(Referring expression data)
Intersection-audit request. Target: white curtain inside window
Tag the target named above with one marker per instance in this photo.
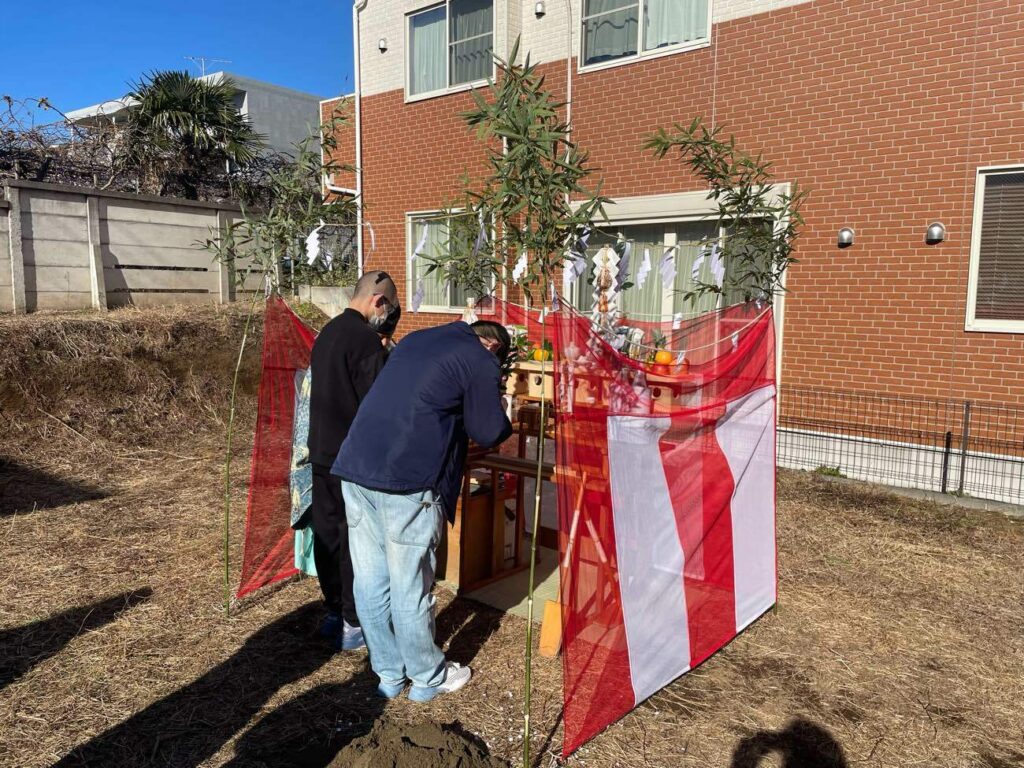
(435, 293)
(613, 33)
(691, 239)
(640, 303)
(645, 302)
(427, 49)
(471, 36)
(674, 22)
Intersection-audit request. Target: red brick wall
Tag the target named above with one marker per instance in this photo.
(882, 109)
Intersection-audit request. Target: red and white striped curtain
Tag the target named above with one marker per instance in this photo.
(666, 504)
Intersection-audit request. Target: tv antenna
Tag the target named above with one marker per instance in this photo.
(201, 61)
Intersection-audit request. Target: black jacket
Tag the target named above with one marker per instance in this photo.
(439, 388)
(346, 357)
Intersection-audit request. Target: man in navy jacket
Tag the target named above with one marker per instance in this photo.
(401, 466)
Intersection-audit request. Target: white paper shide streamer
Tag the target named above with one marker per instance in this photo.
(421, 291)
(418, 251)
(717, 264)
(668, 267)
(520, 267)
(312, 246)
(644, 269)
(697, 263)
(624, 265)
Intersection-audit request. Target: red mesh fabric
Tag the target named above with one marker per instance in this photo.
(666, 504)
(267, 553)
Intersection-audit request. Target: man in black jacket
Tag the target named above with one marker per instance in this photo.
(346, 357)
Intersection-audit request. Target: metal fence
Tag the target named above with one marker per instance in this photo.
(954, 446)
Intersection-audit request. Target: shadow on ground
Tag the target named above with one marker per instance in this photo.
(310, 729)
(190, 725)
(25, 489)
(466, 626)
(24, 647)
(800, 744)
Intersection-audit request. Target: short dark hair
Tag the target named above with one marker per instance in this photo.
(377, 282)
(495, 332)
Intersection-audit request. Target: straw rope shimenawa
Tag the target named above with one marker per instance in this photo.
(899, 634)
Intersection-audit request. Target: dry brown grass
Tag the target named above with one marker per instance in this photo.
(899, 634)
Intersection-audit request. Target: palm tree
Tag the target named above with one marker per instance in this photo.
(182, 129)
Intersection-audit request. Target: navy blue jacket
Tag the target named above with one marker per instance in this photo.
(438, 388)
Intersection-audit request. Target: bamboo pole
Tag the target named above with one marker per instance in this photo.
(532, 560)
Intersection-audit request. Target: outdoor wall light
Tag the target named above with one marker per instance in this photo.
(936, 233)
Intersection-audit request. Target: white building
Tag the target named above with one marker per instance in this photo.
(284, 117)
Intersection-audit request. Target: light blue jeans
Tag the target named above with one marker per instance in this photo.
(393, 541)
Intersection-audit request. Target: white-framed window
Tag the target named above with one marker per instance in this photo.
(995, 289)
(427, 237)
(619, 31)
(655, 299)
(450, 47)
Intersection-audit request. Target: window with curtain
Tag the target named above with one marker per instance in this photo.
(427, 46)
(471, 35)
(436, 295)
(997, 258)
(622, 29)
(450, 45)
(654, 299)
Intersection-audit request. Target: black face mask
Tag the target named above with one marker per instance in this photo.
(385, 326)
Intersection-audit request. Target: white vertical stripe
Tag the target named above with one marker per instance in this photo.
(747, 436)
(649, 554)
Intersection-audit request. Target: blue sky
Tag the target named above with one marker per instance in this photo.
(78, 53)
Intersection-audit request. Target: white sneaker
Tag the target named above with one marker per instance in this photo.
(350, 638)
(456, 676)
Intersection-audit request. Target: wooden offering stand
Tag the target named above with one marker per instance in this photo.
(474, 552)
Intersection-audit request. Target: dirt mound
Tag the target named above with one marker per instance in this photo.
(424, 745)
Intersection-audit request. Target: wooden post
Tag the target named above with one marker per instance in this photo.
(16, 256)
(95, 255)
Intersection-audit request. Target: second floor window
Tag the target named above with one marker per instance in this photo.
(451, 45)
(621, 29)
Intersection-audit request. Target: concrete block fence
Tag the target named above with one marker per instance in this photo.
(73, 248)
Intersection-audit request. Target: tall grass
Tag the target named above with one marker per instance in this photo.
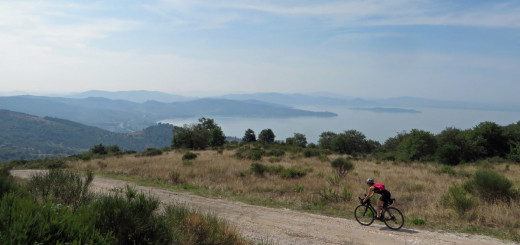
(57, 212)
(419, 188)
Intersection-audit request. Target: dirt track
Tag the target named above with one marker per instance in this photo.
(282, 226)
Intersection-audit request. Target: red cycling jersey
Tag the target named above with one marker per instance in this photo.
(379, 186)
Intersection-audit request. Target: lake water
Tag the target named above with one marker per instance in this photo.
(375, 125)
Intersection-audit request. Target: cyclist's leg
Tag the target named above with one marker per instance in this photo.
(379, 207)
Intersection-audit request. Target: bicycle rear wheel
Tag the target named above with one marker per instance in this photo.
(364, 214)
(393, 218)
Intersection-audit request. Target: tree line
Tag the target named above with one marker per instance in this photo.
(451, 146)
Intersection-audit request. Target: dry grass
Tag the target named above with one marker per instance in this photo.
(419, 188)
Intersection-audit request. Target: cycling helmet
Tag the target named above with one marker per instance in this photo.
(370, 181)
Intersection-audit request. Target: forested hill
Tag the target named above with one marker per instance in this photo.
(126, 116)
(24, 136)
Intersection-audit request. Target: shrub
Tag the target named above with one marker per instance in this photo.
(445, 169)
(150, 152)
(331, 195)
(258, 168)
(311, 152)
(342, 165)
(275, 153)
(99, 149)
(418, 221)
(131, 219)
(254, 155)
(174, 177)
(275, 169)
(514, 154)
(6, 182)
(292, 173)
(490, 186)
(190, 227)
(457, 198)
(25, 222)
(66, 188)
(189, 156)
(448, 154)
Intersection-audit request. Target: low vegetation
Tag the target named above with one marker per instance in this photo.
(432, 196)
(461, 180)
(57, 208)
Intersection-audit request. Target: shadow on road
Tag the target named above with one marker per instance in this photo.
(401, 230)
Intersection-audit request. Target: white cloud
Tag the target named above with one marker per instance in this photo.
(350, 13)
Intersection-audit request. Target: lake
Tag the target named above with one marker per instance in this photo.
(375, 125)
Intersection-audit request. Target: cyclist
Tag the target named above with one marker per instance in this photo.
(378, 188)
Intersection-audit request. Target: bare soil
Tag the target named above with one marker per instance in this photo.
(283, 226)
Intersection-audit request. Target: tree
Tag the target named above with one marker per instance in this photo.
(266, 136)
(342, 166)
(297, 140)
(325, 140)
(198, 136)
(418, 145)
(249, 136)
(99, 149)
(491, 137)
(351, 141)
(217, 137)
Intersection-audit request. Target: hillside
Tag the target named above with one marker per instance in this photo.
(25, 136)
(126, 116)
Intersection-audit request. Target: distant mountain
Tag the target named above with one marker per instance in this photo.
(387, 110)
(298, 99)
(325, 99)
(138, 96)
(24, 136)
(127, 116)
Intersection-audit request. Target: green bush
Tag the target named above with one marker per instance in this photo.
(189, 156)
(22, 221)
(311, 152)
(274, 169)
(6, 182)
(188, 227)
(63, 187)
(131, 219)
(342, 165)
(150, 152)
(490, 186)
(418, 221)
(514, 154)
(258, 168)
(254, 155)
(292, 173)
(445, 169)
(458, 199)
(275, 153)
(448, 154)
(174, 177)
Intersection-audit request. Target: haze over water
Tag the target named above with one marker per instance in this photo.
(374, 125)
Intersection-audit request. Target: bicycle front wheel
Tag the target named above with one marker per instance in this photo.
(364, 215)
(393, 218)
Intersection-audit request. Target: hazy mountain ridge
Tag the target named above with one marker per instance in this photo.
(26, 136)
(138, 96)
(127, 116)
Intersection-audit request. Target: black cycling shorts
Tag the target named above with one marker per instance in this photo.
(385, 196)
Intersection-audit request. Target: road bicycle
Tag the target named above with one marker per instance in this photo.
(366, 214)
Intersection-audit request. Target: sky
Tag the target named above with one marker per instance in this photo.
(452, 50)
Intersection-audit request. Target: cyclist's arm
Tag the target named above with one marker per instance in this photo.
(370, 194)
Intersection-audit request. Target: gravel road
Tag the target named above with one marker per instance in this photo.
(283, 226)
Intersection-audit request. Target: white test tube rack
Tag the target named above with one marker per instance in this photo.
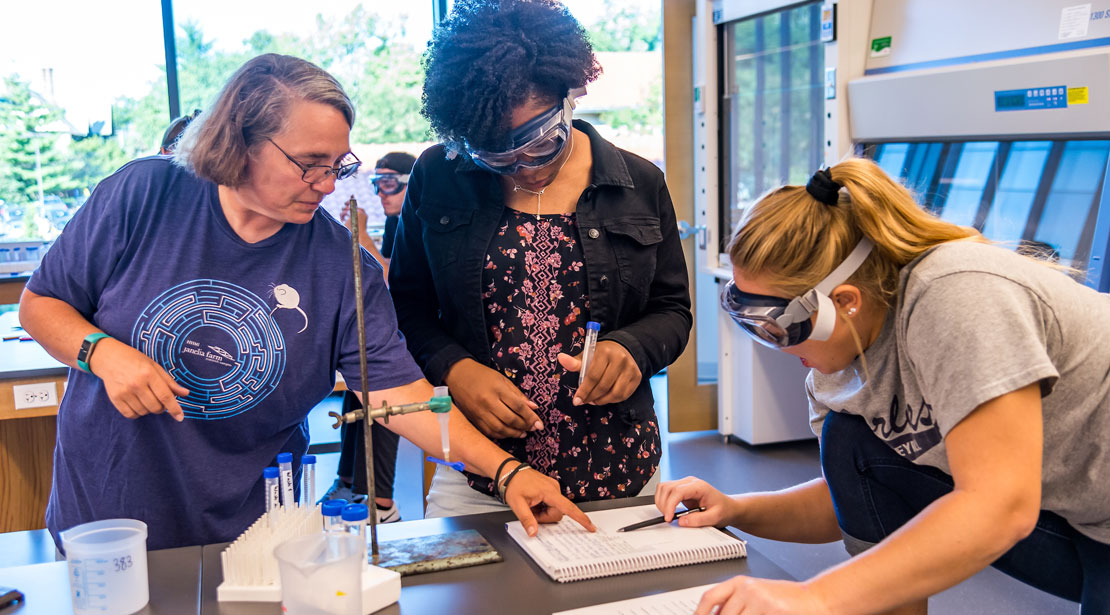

→ DIRECTIONS: Using the entries above, give the number of lines that carry the string "water", without anything else.

→ THE ANSWER: 2